DIRECTIONS:
1. Answer these questions using the clinical case of the cheerleader with a neck injury:
(a) Between what ages do the majority of spinal column and spinal cord injuries occur in males?
(b) How many weeks after the injury did the cheerleader come to LBSM?
(c) How often and how far does the cheerleader run?
2. Reproduce without changes the part of the cheerleader neck injury case that opens with the words containing "Social history;" and closes with "onset of neurology)".
3. Carry on the cheerleader neck injury case after its last line.

Musculoskeletal clinical topic of the month – A Cheerleader with a broken neck

VarieCervical spine injuries

Aetiology

The most common causes of cervical fractures and dislocations are motor vehicle accidents, falls, violence, and sports activities. High velocity anterior-posterior, lateral or rotatory force vectors of the neck, can cause ligamentous of bony disruption to the cervical spine. 

The resultant spinal cord injury and neurologic deficit, if it occurs, is the most devastating aspect of a cervical injury, primarily because it is often irreversible and permanent. The majority of spinal column and spinal cord injuries occur in males between the ages of 15 and 24 years old.

Pathophysiology

Cervical fractures and dislocations are typically classified according to their region/location and injury/fracture pattern. Collectively there is a large variety of pathology and classifications, some of which are listed below.

  • Occipital-cervical (occiput-C2)
    • Atlanto-Occipital Dislocation (AOD)
    • Occipital Condyle Fracture
    • Atlanto-Axial Instability
    • Atantoaxial Rotatory Subluxation
    • Atlas Fractures (C1)
    • Odontoid Fractures (C2 dens)
    • Traumatic Spondylolisthesis of the Axis (C2)
    • Axis Fractures (C2 vertebral body)
  • subaxial cervical spine (C3-C7) injuries
    • Distraction-Flexion (Facet fracture/dislocation)
    • Vertical Compression (Burst fracture)
    • Compression-Flexion (Teardrop fracture)
    • Compression-Extension
    • Distraction-Extension
    • Lateral Flexion

Within each of these categories, injuries are further stratified according to the specific location of injury and injury/fracture pattern.

Clinical history

Clinical history;

  • 21-year-old women cheerleader
  • Thrown into air during cheerleading lift (flyer position) and landed onto trampoline with neck in hyperextension
  • Did not hear any cracks or breaks at the time of landing but felt dizzy soon after
  • No focal neurological symptoms
  • Did not go to A+E for assessment or seek medical help
  • Complaining of stiffness and tension in neck over next few weeks
  • Symptoms improved but now stiffness in neck exacerbated by posture or sleeping in uncomfortable position
  • Came to LBSM 8 weeks after injury

Past Medical history;

  • BMI 22
  • Non-smoker
  • No history of previous spinal injury
  • Previously good bone health

Exercise history;

  • Cheerleading practice three times a week
  • Runs 5-10km twice a week
  • High level gymnast prior to cheerleading
  • Gym for strength and conditioning twice a week

Social history;

  • Studying at university
  • Imminently going on travelling GAP year 

Clinical examination;

  • Very good range of lumbar and thoracic rotation inhibited
  • Stiff in active range of cervical spine movement, particularly extension and left lateral flexion. 
  • Mild pain and stiffness on cervical rotation (but no onset of neurology)
  • Full power in all myotomes of the upper and lower limbs and full sensation in all dermatomes.

EXTRACTED RECORDS:
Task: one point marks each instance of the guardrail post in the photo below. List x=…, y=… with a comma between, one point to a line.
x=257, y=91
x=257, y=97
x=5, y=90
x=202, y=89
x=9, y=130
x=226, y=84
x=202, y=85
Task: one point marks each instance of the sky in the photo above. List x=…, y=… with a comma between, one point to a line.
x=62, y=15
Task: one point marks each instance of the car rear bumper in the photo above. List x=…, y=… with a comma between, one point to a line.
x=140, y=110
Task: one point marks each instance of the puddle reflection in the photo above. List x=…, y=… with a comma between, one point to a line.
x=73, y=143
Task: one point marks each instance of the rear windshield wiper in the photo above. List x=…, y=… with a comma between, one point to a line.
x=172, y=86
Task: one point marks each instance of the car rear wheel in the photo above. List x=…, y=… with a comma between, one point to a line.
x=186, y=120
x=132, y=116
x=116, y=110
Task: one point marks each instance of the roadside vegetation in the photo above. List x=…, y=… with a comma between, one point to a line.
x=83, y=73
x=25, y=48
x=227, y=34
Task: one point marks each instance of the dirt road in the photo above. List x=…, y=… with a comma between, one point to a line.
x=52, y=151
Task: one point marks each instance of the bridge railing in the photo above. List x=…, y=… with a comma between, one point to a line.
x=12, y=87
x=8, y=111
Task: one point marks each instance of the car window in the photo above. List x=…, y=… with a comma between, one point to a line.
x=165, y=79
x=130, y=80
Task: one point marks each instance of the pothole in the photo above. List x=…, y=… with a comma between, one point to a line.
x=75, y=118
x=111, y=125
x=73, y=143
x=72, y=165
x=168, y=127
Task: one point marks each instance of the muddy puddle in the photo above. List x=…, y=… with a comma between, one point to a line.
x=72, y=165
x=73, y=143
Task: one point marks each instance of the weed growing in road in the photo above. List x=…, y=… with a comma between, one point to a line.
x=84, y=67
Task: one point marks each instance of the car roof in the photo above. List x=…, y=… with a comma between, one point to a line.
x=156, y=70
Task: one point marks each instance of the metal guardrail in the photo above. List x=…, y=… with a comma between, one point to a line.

ANSWER SET:
1.
(a) Between 15 and 24 years old.
(b) 8 weeks.
(c) 5-10km twice a week.

2.
Social history;

  • Studying at university
  • Imminently going on travelling GAP year 

Clinical examination;

  • Very good range of lumbar and thoracic rotation inhibited
  • Stiff in active range of cervical spine movement, particularly extension and left lateral flexion. 
  • Mild pain and stiffness on cervical rotation (but no onset of neurology)

3.
  • Cranial nerve examination NAD

Next steps;

  • Suspected ligamentous injury to cervical spine with secondary paraspinal muscle spasm 

Imaging

MRI T2 weighted (taken 2 months after injury) sagittal sequence showing fracture and abnormal morphology of the superior odontoid peg.

A Cheerleader with a broken neck Musculoskeletal clinical topic of the month - A Cheerleader with a broken neck

Diagnosis

Suggestive of an old healed or healing fracture of the dens, consistent with Type 2 Roy-Camille Classification (see below)

Management

Rehabilitation

  • First 8 weeks (patient travelling around South America)
    • Gentle active range of movement restoration
    • Isometric holds (against hand and light banded resistance) 
    • Patient told be very aware of the development of new onset focal neurological symptoms e.g. pins and needles, weakness, headache 
    • Complete avoidance of activities with high velocity cervical spine movements particularly whilst travelling e.g, diving, contact sports, bungee jumping, skydiving
  • 8-12 weeks
    • CT scan to confirm full bony union of fracture and stability across fracture site performed at earliest convenience when back in UK
    • Passive exercises given once confirmed
    • Soft tissue release and mobilisations
    • Reintroduction of strength and condition and lifting weights
  • 12 weeks+
    • Gradual return to cheerleading and gymnastics

Medical

  • Patient discussed at spinal surgical MDT to consider surgical management.
  • Due to healing nature of the fracture site and time post injury, no surgery indicated. 
  • Calorie and nutritional intake optimised to help fracture healing
  • Interval CT scan at earliest convenience on return from travel to ensure complete fracture healing (see images below)

Patient Self monitoring tools

  • LBSM pain and symptom diary
  • LBSM load monitoring diary

CT scan

CT scan sagittal (left) and coronal (right) at 5 months post injury shows complete osseous union at the site of abnormality of the odontoid peg which is angulated posteriorly and consistent with either an old healed fracture 

Key Summary – Peg fractures

  • Odontoid Fractures are relatively common fractures of the C2 (axis) dens that can be seen in low energy falls in elderly patients and high energy traumatic injuries in younger patients
  • Account for 10-15% of all cervical fractures
  • Diagnosis can be made with standard lateral and open-mouth odontoid radiographs. Some fractures may be difficult to visualise on X-rays and require a CT scan to diagnose
  • Care must be taken not to perform aggressive manipulations, mobilisations or soft tissue therapy until appropriate investigation and diagnosis has taken place
  • These fractures are usually not associated with neurologic symptoms
  • Treatment may be nonoperative or operative depending on the Anderson and D’Alonzo type and risk factors for nonunion
    • type I: oblique linear fracture in which its line slopes forward, with dens displacement in an anterior direction (associated with transverse ligament failure and atlanto-axial instability)
    • type II: oblique linear fracture in which its line slopes backward, with dens displacement in a posterior direction (direct impact from the anterior arch of atlas during hyperextension)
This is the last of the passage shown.